GIVEN RECORDS section start
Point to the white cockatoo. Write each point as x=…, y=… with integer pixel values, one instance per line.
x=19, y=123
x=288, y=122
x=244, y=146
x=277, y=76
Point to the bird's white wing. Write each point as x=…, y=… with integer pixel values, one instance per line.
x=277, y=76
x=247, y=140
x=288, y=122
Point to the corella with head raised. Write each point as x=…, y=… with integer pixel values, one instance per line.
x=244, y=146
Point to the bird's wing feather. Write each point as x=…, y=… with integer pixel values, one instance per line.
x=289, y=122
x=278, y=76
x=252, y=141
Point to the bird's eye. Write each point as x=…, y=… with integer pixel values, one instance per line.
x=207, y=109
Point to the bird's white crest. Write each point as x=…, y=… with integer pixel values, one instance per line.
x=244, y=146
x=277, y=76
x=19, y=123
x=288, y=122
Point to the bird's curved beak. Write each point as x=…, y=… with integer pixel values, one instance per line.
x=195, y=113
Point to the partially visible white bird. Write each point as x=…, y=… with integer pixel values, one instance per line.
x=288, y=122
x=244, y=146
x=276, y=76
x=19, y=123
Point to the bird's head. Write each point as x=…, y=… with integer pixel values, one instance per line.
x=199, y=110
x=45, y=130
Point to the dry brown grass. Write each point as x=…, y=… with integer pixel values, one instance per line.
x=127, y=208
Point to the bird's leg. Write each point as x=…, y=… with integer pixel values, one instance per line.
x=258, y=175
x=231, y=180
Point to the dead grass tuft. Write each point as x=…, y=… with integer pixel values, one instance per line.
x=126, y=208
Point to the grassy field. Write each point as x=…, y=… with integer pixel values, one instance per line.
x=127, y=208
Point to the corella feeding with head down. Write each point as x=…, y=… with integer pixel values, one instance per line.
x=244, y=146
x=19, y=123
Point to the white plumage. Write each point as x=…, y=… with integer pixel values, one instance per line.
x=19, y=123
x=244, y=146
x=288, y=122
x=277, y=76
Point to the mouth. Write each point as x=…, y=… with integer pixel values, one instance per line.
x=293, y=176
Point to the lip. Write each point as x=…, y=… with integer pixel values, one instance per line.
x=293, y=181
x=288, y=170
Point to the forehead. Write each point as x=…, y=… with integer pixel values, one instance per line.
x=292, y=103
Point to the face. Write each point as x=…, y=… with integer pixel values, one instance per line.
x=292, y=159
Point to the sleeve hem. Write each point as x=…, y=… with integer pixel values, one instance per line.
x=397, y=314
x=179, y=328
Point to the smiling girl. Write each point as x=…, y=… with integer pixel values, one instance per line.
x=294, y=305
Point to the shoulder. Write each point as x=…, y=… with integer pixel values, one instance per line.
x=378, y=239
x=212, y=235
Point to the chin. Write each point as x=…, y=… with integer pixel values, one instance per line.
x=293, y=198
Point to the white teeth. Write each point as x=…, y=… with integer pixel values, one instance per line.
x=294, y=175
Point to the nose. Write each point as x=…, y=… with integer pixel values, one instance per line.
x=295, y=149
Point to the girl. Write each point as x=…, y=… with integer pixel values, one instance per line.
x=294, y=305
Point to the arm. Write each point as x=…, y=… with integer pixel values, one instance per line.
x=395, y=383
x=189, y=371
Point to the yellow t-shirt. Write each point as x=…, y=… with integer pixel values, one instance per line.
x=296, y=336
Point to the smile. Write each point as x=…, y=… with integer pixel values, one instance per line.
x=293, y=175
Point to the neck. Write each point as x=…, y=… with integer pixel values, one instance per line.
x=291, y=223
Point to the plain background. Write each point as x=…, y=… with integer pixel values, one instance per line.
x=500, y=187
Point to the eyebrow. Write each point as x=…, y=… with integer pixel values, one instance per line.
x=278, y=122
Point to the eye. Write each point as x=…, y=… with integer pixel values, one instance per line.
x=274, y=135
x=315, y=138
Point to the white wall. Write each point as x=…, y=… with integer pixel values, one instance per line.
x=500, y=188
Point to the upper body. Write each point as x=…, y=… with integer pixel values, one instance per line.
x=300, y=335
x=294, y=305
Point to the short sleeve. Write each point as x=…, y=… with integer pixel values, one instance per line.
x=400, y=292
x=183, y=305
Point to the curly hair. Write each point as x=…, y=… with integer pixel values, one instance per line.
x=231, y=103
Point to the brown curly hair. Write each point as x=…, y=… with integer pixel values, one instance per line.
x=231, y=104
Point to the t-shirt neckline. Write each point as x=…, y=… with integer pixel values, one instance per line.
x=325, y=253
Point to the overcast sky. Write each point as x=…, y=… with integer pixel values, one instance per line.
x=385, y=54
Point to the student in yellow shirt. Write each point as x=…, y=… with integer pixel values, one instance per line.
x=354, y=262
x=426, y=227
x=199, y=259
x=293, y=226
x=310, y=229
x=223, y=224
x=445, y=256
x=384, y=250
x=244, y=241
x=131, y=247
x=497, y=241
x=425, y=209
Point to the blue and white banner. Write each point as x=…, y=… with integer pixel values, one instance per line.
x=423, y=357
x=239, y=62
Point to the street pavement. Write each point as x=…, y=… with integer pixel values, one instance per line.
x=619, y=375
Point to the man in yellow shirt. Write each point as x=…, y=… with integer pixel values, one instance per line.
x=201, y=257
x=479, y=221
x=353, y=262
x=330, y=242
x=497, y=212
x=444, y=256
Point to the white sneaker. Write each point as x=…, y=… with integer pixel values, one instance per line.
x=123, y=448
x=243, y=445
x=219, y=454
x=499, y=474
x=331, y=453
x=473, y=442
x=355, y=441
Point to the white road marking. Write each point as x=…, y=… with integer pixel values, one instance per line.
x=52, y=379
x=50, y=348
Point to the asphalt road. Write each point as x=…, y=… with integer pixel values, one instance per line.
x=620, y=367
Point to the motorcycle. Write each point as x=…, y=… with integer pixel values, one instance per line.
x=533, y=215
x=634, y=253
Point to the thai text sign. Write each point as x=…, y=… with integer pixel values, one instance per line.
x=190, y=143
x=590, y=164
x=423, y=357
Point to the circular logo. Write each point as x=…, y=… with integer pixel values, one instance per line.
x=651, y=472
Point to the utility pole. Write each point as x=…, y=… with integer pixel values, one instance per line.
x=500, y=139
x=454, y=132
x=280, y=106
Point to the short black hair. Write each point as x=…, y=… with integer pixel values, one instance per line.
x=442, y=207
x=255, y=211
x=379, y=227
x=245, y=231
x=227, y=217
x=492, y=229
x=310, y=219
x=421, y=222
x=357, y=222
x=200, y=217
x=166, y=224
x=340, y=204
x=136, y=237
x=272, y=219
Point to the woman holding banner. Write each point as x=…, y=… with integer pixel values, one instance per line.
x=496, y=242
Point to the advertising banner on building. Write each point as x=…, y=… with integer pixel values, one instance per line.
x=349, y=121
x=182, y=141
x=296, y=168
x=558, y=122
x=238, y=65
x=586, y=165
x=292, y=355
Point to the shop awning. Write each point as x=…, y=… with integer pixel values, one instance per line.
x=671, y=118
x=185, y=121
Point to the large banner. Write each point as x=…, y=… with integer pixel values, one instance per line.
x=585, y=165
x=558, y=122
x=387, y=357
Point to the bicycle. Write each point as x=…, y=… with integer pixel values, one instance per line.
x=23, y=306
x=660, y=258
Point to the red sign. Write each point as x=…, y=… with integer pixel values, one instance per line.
GIVEN RECORDS section end
**YOUR ASSIGNMENT**
Write the data out again. Match it exactly.

**TASK RESULT**
Point to the white cockatoo. Write each point as x=…, y=… with integer pixel values, one instance per line.
x=19, y=123
x=288, y=122
x=244, y=146
x=277, y=76
Point to the bird's white wing. Write each point as x=…, y=… with integer pixel values, one instance per line.
x=277, y=76
x=247, y=140
x=288, y=122
Point to the corella with head raised. Write each point as x=…, y=… with integer pixel values, one instance per line.
x=244, y=146
Point to the bird's wing feather. Write each point as x=…, y=… with integer pixel values, one instance per line.
x=289, y=122
x=278, y=76
x=252, y=141
Point to the bird's eye. Write each point as x=…, y=… with integer pixel values, one instance per line.
x=207, y=109
Point to the bird's white crest. Write each point as x=…, y=… with integer pixel values, one instance per line.
x=244, y=146
x=277, y=76
x=19, y=123
x=288, y=122
Point to the bird's curved beak. Write each point as x=…, y=… with integer pixel values, one instance per line.
x=195, y=113
Point to the partially visible white bird. Write each point as x=…, y=… with integer pixel values, one instance per line.
x=288, y=122
x=244, y=146
x=276, y=76
x=19, y=123
Point to the bird's head. Write each point as x=…, y=… with integer pixel values, one instance per line.
x=199, y=110
x=45, y=130
Point to the dry brown grass. Write each point as x=…, y=… with integer pixel values, one instance per line.
x=127, y=208
Point to the bird's leg. Write each point as x=…, y=… with integer pixel values, one instance per line.
x=258, y=175
x=231, y=180
Point to the dead grass tuft. Write each point as x=…, y=… with integer pixel values, one instance per line.
x=126, y=208
Point to the grassy field. Write each point as x=…, y=… with integer pixel values, one instance per line.
x=127, y=208
Point to the corella feeding with head down. Write each point as x=…, y=… with integer pixel values, one instance per line.
x=244, y=146
x=19, y=123
Point to the white plumage. Write each point as x=…, y=… with integer pixel values, one instance per line.
x=19, y=123
x=244, y=146
x=288, y=122
x=277, y=76
Point to the mouth. Write each point as x=…, y=… with integer pixel values, one instance per line.
x=293, y=176
Point to the lip. Write each point as x=…, y=… with integer pixel values, one instance per line.
x=293, y=181
x=288, y=170
Point to the forehead. Write each point as x=…, y=… with integer pixel values, one instance per line.
x=292, y=103
Point to the face. Write each point as x=…, y=… with integer pixel values, one instance per line.
x=292, y=159
Point to the sleeve hem. Write each point as x=…, y=… with integer pixel values, one instance per line.
x=397, y=314
x=179, y=328
Point to the smiling girl. Write each point as x=…, y=… with integer pixel values, one instance per line.
x=294, y=305
Point to the shoulder. Write each point as x=…, y=… with integer pixel values, one instance per line.
x=378, y=239
x=212, y=235
Point to the chin. Write each point as x=…, y=… with integer pixel values, one instance per line.
x=293, y=198
Point to the white teeth. Write each point as x=…, y=… with integer pixel values, one instance per line.
x=294, y=175
Point to the nose. Write each point as x=…, y=… with integer pixel values, one instance per line.
x=295, y=149
Point to the girl. Write each point as x=…, y=… with integer pixel values, one instance per line.
x=294, y=305
Point to the arm. Write each point as x=…, y=… with integer pixel values, one instance per line.
x=395, y=383
x=189, y=371
Point to the yellow t-shirt. Write each point as x=…, y=… with integer pixel values, one instance per line.
x=296, y=336
Point to the smile. Write each point as x=…, y=… with integer pixel values, one instance per line.
x=293, y=175
Point to the neck. Write each point as x=…, y=… with integer pixel values, one instance per line.
x=291, y=223
Point to the plain background. Write each point as x=…, y=… with integer pixel values, one instance per line.
x=500, y=187
Point to the eyebrow. Write each point as x=…, y=… with integer pixel values, one instance per line.
x=278, y=122
Point to the eye. Write each point as x=…, y=… with integer pixel values, one instance per line.
x=274, y=135
x=315, y=138
Point to the white wall. Write each point as x=…, y=… with integer pixel values, one instance per line.
x=500, y=188
Point to the upper body. Write each point as x=…, y=… with integer pixel values, one instance per line.
x=300, y=335
x=294, y=305
Point to the short sleeve. Write each point as x=…, y=… with integer pixel values, one instance per line.
x=400, y=292
x=183, y=305
Point to the curly hair. Write each point as x=…, y=… with integer pixel values, one instance per line.
x=231, y=103
Point to the brown curly hair. Write each point as x=…, y=… with integer pixel values, one instance per line.
x=231, y=104
Point to the t-shirt neckline. Write each point as x=…, y=… with integer pixel values, one instance per line.
x=325, y=253
Point to the overcast sky. Write each point as x=…, y=… with integer pixel values, one instance per line.
x=385, y=54
Point to the student in yellow shirt. Write each point as x=…, y=… with integer pixel values, one instance per line.
x=354, y=262
x=426, y=227
x=199, y=259
x=293, y=226
x=310, y=229
x=223, y=224
x=445, y=256
x=384, y=250
x=244, y=241
x=131, y=247
x=497, y=241
x=425, y=209
Point to the blue and white banner. Write each point as x=…, y=… with integer pixel values, one instance per line.
x=423, y=357
x=239, y=62
Point to the street pavement. Write each point as x=…, y=… with integer pixel values, one instance per line.
x=619, y=375
Point to the man in yellow shirt. Write each point as x=…, y=… with integer pixel values, one instance per line.
x=201, y=257
x=479, y=221
x=353, y=262
x=330, y=242
x=497, y=212
x=444, y=256
Point to the white sneaker. Write each point as x=…, y=… with integer pixel values, one instance per line.
x=123, y=448
x=243, y=445
x=219, y=454
x=499, y=474
x=331, y=453
x=473, y=442
x=355, y=441
Point to the white road marking. Write each point as x=…, y=… with integer pixel values, one instance per line.
x=52, y=379
x=50, y=348
Point to the asphalt road. Write each point as x=…, y=… with integer pixel values, one instance per line.
x=620, y=367
Point to the motorcycle. Write each point as x=…, y=… with integer pixel values, one instance per line.
x=533, y=215
x=634, y=253
Point to the thai text sign. Write each point as x=…, y=… with integer pixel values, one instance per line.
x=190, y=143
x=590, y=164
x=423, y=357
Point to the circular logo. Write each point as x=…, y=… with integer pixel values, one instance per line.
x=651, y=472
Point to the utility pole. Write each point as x=…, y=… with integer pixel values, one instance per line.
x=500, y=139
x=454, y=132
x=280, y=106
Point to the short black hair. Write each point as x=…, y=… with integer pixel values, one instance per line.
x=442, y=207
x=255, y=211
x=379, y=227
x=245, y=231
x=227, y=217
x=492, y=229
x=310, y=219
x=421, y=222
x=357, y=222
x=200, y=217
x=166, y=224
x=340, y=204
x=136, y=237
x=272, y=219
Point to the woman holding banner. Write each point as x=…, y=… with integer pixel values, one instance per line.
x=496, y=242
Point to the advertising banner on building. Write each point as x=…, y=… with integer pixel values, one instance per line.
x=349, y=121
x=182, y=141
x=296, y=168
x=558, y=122
x=238, y=65
x=586, y=165
x=292, y=355
Point to the shop awning. Write each point as x=…, y=… with integer pixel values, one instance per line.
x=671, y=118
x=185, y=121
Point to the large banner. Write each point as x=…, y=… with integer pixel values, one instance per line.
x=585, y=165
x=558, y=122
x=387, y=357
Point to the bicycle. Write each point as x=…, y=… with integer pixel values, one instance per line.
x=23, y=306
x=660, y=258
Point to the red sign. Write each point as x=…, y=… with integer pixel values, one instance per line.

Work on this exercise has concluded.